* _Stated goal 1_
Please give the entries again, starting with the line containing "find parked car." and going on through the end of the entries, with "parked car" changed to "parked vehicle" and nothing else altered.

#### Source passage ####

(Suddenly I wonder if I can be sued for random use of slogans on my blog. Lawyers? Just in case: I've borrowed slogans from Verizon.)
Writing is about networking. This is not a recent thing. Writers have been finding one another and working together before literature was an industry.
Seeking out and associating with other members of the publishing industry helps you grow as a writer and can even help your career.
Publishing- especially in the US, and probably moreso in the UK- is still very much a face to face everybody knows everybody industry. You wouldn't expect that a middle manager at one of 6 major companies in any other industry would know a middle manager at any of the other companies. But you'd might be surprised if an editor who'd been in publishing for a while didn't know editors at every one of the "Big 6" publishers. Just like Hollywood, knowing the right people can mean a foot in the door.
(Also, like Hollywood, pissing off the wrong people can mean, "You'll never work in this town again!" Always be professional!)
Even if your friends and family are capable of telling you about your baby objectively (and you are capable of hearing it), they just don't have the experience. You need other writers (or even very well-read readers) to give you technical specifics on problems and possible fixes.
Loved ones mean well, but sometimes you need a friend who knows. A friend who understands that there are days when everything that comes out is crap, and days when you just don't feel like for no reason at all. A friend who knows the sting of rejection and how almost really doesn't count. Someone who's had the same pain.
Let's face it- writers are strange people. We throw off the "typical societal yoke" - things like 9 to 5's and objective professions where x is always good and y is always bad. We prefer instead to work through the nights when everyone else sleeps and be at the mercies of readers' whims.
In the "real world", many writers have to tone it down (at least I do), so that the general populus doesn't run away screaming that we're stark raving mad. But hanging out with other writers means you can be just as off-the-wall as you feel like. Let the good times roll!
HOW TO BUILD IT
So where do you find these editors, agents and writers to be friends with?
1. Attend industry events.
Yes, it can be expensive to go to a conference, but they are worth it. It's the best chance you have of meeting large numbers of editors and agents. (Of course this coming from someone who hasn't managed to attend a writer's event outside Tokyo- the first time I tried, I lost my passport; the next time, Japan had it's biggest earthquake ever.) If you really (really, really) can't go to conferences, try to attend smaller literary events in your area. They've each got an advantage. At large conferences, you'll get to meet more industry professionals. At a small event, you'll have more face time.
2. Join a literary collective.
If you're a young adult writer, subscribe to SCBWI. If you write romance, there's RWA. Any writer may benefit from a Writers' Market or Publishers' Marketplace subscription. ETC. Many of these have websites and forums (fora) where you can meet others. If you can't afford the members' fees, stop by the website and see when they have events in your area. They all have services they provide to non-members.
3. Online forum.
These days you don't have to be near anything or anybody to be a writer- case in point, the city that provides the most visits to my blog every month is in Pakistan! (Hi there, my beloved Pakistani readers!) For YA, there's YALitchat. For general writers there's WD, and Absolute Write.
4. The blogosphere.

#### Data extract ####

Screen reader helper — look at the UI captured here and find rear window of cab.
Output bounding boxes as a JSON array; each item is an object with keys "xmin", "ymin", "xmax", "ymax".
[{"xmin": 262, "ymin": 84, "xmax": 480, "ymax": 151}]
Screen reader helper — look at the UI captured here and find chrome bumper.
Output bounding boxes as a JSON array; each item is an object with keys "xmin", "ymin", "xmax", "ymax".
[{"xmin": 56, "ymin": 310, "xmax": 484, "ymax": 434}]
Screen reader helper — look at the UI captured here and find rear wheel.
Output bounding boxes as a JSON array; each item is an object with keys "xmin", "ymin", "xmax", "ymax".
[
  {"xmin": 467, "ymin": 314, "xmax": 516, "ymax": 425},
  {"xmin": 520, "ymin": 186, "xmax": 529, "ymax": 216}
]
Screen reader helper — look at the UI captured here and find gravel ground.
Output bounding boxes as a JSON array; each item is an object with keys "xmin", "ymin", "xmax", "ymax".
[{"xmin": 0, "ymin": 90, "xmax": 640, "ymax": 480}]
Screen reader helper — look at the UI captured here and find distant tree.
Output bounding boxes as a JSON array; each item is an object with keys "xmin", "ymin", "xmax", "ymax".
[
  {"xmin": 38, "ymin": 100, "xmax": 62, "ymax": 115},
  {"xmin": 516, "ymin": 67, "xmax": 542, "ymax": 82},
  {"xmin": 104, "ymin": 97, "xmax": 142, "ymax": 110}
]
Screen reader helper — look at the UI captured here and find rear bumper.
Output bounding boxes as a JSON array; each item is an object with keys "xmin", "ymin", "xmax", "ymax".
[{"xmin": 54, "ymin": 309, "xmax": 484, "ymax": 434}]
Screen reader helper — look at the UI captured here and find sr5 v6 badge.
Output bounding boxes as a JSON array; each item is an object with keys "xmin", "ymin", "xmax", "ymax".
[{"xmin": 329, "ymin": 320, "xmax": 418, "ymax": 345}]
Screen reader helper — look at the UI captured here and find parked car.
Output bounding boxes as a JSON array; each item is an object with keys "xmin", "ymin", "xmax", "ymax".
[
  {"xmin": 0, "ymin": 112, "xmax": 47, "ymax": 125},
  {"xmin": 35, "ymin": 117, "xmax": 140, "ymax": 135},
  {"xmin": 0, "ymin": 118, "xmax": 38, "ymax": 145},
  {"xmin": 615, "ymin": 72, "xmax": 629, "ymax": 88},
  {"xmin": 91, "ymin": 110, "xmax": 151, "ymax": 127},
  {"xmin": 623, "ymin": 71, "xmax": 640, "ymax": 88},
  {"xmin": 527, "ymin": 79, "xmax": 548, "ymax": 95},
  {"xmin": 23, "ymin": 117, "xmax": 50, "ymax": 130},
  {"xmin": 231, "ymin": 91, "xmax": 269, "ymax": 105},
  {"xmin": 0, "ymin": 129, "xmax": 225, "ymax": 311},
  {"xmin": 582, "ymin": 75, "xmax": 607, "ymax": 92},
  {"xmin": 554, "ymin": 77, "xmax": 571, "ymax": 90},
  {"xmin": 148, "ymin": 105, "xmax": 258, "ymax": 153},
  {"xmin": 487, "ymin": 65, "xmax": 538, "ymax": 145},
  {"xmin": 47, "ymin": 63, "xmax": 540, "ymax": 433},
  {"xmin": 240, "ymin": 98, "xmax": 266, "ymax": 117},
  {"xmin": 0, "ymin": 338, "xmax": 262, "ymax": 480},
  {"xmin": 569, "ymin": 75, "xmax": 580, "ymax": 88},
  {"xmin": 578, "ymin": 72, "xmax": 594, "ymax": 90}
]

####

* _Stated goal 2_
Carry the blog post on networking for writers forward from the point where it stops.

* _Task response 1_
Screen reader helper — look at the UI captured here and find parked vehicle.
Output bounding boxes as a JSON array; each item is an object with keys "xmin", "ymin", "xmax", "ymax".
[
  {"xmin": 0, "ymin": 112, "xmax": 47, "ymax": 125},
  {"xmin": 35, "ymin": 117, "xmax": 140, "ymax": 135},
  {"xmin": 0, "ymin": 118, "xmax": 38, "ymax": 145},
  {"xmin": 615, "ymin": 72, "xmax": 629, "ymax": 88},
  {"xmin": 91, "ymin": 110, "xmax": 151, "ymax": 127},
  {"xmin": 623, "ymin": 71, "xmax": 640, "ymax": 88},
  {"xmin": 527, "ymin": 79, "xmax": 548, "ymax": 95},
  {"xmin": 23, "ymin": 117, "xmax": 50, "ymax": 130},
  {"xmin": 231, "ymin": 91, "xmax": 269, "ymax": 105},
  {"xmin": 0, "ymin": 129, "xmax": 225, "ymax": 311},
  {"xmin": 582, "ymin": 75, "xmax": 607, "ymax": 92},
  {"xmin": 554, "ymin": 77, "xmax": 571, "ymax": 90},
  {"xmin": 148, "ymin": 105, "xmax": 258, "ymax": 153},
  {"xmin": 487, "ymin": 65, "xmax": 538, "ymax": 145},
  {"xmin": 47, "ymin": 63, "xmax": 540, "ymax": 433},
  {"xmin": 240, "ymin": 98, "xmax": 266, "ymax": 117},
  {"xmin": 0, "ymin": 338, "xmax": 262, "ymax": 480},
  {"xmin": 569, "ymin": 75, "xmax": 580, "ymax": 88},
  {"xmin": 578, "ymin": 72, "xmax": 594, "ymax": 90}
]

* _Task response 2_
Find and follow one writer/agent/editor blog. Comment a lot. Click on links to other blogs. Follow them. Comment some more.
I make most of my writing contacts on blogs. I do interviews fairly often. Most of these are not cold contacts. The interviewees knew me from stalking-er- following their blogs.
Thanks to the bloggosphere I've interviewed a slew of amazing people all around the world. I also met the members of my critique group through blogging. And of course the most fabulous of all, I met YOU! Yes, you, staring at the screen. (lol- that's so Sesame Street, but I couldn't resist.)
WHO TO MEET
Most educated writers still choose to have an agent. If you're not going to perform all the functions these superheroes do, then you'll need one too.
You'll want to meet agents represent your genre and niche. Read the acknowledgements sections of your favourite books, and look out for those agents at conferences and on the web.
Consider these guys the Blackwell's of literature. They can tell you what's hot and what's not. Also, they are a step closer to final product than agents, so you can pick up more scoops from them than from a hijacked ice cream truck.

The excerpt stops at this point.